Com. v. Holiday

Decision Date29 April 1965
Citation206 N.E.2d 691,349 Mass. 126
PartiesCOMMONWEALTH v. Leonard K. HOLIDAY.
CourtUnited States State Supreme Judicial Court of Massachusetts Supreme Court

Ronald J. Chisholm, Winchester, for defendant.

Donald L. Conn, Asst. Dist. Atty. (Ruth I. Abrams, Asst. Dist. Atty., with him), for the Commonwealth.

Before WILKINS, C. J., and WHITTEMORE, KIRK, SPIEGEL and REARDON, JJ.

KIRK, Justice.

The defendant was indicted and found guilty as an accessory after the fact under G.L. c. 274, § 4, 1 in that, knowling one Peter F. Kelly (Kelly) to be an escapee from the Massachusetts Correctional Institution at Concord (the institution) and therefore under G.L. c. 268, § 16, 2 a felon, he did harbor Kelly with the intent that Kelly should avoid arrest. The defendant excepted to the judge's denial of his motion for a directed verdict. The sole question presented is whether the evidence sustains the verdict.

The defendant concedes that Kelly had in fact escaped from the institution, and had thereby committed a felony. The controversy centers on two elements of the offence charged: (1) whether the defendant, knowing that Kelly was an escapee, harbored him, and (2) whether the defendant harbored Kelly with intent that Kelly should avoid arrest. We state the evidence bearing on these issues. Both the defendant and Kelly had been inmates at the institution at the same time and knew one another. The defendant was released on parole on July 5, 1963. When he left the institution he told Kelly that he had a job at a named inn in Sudbury.

Exercise materials>

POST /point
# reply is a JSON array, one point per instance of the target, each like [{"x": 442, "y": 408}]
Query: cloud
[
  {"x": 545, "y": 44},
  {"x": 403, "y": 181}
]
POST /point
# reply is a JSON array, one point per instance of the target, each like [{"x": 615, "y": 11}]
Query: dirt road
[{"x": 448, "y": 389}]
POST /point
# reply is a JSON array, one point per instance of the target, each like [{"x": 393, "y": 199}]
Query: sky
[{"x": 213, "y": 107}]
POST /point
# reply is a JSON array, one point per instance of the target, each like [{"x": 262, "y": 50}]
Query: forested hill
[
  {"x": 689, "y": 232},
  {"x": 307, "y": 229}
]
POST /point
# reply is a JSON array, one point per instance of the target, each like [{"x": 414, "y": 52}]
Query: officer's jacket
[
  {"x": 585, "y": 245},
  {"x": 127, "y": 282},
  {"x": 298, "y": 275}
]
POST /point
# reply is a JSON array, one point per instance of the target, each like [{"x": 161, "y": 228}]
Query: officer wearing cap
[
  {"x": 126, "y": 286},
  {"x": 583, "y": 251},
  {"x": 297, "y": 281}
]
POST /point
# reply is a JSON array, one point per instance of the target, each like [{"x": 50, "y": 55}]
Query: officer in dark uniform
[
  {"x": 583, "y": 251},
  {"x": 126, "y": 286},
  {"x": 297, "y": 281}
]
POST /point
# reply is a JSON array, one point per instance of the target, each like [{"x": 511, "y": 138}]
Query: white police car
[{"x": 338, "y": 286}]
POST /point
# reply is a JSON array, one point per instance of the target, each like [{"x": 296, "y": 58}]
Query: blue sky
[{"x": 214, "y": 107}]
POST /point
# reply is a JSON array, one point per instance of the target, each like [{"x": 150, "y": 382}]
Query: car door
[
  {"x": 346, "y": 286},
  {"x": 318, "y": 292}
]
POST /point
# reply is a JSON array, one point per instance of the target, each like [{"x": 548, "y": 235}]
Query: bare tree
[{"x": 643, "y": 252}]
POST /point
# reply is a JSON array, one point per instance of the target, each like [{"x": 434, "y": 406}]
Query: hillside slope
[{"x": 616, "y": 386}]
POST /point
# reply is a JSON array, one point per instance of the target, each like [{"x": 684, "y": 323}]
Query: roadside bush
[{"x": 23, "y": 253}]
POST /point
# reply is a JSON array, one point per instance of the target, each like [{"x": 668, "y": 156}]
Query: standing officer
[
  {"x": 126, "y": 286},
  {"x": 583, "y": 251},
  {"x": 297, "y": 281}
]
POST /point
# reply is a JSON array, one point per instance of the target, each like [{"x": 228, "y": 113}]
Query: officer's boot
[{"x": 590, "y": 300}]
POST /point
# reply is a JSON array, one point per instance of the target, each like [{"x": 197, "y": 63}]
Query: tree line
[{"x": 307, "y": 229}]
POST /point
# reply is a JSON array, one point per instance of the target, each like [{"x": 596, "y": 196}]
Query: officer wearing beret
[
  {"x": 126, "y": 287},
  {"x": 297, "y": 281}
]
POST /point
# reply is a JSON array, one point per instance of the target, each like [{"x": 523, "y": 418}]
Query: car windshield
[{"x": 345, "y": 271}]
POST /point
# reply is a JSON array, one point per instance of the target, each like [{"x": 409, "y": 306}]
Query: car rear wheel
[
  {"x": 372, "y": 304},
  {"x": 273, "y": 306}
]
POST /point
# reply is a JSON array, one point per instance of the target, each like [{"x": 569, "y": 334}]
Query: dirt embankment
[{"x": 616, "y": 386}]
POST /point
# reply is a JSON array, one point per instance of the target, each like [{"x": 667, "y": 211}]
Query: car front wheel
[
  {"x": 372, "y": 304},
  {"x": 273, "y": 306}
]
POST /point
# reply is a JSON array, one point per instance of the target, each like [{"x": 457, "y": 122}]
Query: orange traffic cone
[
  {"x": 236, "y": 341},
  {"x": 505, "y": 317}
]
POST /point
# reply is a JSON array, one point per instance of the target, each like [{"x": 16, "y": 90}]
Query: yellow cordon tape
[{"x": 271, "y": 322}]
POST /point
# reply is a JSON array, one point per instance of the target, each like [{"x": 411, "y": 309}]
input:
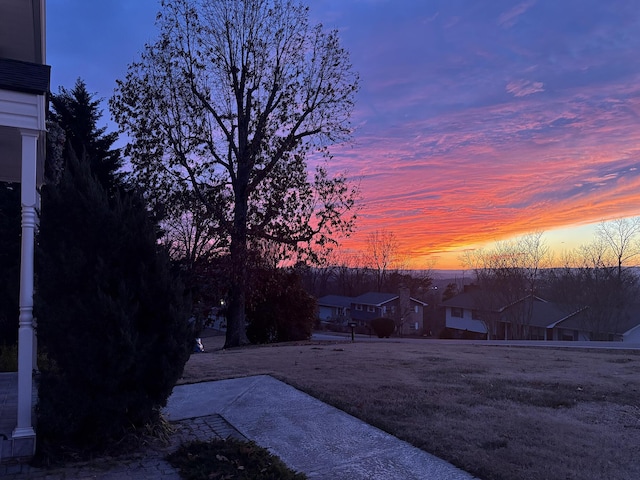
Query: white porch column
[{"x": 24, "y": 426}]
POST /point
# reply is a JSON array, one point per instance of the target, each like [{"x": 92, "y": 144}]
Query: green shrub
[
  {"x": 383, "y": 327},
  {"x": 110, "y": 315},
  {"x": 279, "y": 308}
]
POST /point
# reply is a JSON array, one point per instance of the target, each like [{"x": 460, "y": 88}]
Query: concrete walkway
[{"x": 307, "y": 434}]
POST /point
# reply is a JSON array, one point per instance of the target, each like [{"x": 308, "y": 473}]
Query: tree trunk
[{"x": 236, "y": 322}]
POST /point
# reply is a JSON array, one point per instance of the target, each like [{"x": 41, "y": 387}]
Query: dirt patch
[{"x": 497, "y": 412}]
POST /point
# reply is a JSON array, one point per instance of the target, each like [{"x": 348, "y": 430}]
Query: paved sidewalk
[{"x": 307, "y": 434}]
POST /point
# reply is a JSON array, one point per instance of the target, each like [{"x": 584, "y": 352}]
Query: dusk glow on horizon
[{"x": 476, "y": 121}]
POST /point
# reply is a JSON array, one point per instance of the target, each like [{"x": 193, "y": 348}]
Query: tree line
[{"x": 599, "y": 279}]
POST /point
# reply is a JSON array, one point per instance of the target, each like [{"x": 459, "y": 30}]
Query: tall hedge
[{"x": 111, "y": 317}]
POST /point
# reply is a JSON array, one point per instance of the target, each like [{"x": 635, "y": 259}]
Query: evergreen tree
[
  {"x": 77, "y": 112},
  {"x": 110, "y": 316},
  {"x": 111, "y": 313}
]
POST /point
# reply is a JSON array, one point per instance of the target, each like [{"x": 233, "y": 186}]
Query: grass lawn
[{"x": 496, "y": 412}]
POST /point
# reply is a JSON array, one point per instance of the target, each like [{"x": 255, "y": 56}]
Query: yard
[{"x": 496, "y": 412}]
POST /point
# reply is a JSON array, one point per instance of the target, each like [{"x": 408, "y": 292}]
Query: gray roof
[
  {"x": 24, "y": 77},
  {"x": 467, "y": 300},
  {"x": 374, "y": 298}
]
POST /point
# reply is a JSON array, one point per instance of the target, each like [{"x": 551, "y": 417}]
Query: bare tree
[
  {"x": 382, "y": 254},
  {"x": 508, "y": 276},
  {"x": 621, "y": 237},
  {"x": 595, "y": 279},
  {"x": 227, "y": 106}
]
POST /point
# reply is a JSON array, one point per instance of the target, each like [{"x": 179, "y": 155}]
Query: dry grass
[{"x": 497, "y": 412}]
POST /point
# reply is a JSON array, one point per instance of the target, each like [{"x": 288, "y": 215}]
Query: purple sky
[{"x": 476, "y": 120}]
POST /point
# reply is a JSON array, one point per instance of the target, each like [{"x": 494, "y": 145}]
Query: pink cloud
[{"x": 522, "y": 88}]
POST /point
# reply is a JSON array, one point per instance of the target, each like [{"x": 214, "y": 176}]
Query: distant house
[
  {"x": 532, "y": 318},
  {"x": 334, "y": 309},
  {"x": 407, "y": 311}
]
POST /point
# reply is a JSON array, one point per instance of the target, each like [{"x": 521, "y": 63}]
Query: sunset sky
[{"x": 476, "y": 121}]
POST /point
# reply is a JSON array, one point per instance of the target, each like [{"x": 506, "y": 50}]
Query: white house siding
[
  {"x": 464, "y": 323},
  {"x": 633, "y": 335}
]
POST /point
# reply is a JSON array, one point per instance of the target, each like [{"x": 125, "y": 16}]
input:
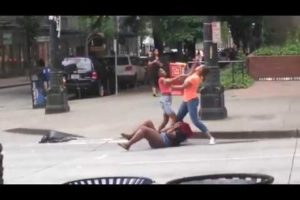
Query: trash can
[
  {"x": 112, "y": 181},
  {"x": 1, "y": 165},
  {"x": 224, "y": 179},
  {"x": 38, "y": 91}
]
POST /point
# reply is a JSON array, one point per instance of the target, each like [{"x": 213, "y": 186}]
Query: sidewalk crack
[{"x": 293, "y": 159}]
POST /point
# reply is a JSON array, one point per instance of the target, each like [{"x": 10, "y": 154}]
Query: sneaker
[{"x": 212, "y": 141}]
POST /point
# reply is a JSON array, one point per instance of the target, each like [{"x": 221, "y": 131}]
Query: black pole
[
  {"x": 57, "y": 98},
  {"x": 212, "y": 92}
]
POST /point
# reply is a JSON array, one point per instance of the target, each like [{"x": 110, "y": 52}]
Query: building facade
[{"x": 13, "y": 59}]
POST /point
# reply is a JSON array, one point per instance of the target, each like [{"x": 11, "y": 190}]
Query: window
[{"x": 82, "y": 64}]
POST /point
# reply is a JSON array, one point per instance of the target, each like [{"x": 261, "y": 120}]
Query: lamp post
[
  {"x": 57, "y": 98},
  {"x": 212, "y": 92}
]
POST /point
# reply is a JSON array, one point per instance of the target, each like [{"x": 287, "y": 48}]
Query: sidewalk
[
  {"x": 14, "y": 82},
  {"x": 266, "y": 110}
]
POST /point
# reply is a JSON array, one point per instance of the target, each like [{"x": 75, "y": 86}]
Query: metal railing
[{"x": 236, "y": 65}]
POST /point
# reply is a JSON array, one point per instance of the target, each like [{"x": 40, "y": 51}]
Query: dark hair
[
  {"x": 204, "y": 72},
  {"x": 41, "y": 63}
]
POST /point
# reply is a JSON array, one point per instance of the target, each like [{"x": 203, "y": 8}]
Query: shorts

Direction A>
Answer these questions from the court opinion:
(i) Which justice wrote the opinion?
(ii) On what date was the defendant released on parole?
(iii) Where did the defendant tell Kelly he had a job?
Direction B> How many lines of the records contain the string "house"? Give only the number.
The court opinion and the records are unrelated pieces of material.

Full solution A>
(i) Justice Kirk
(ii) July 5, 1963
(iii) At a named inn in Sudbury

Full solution B> 2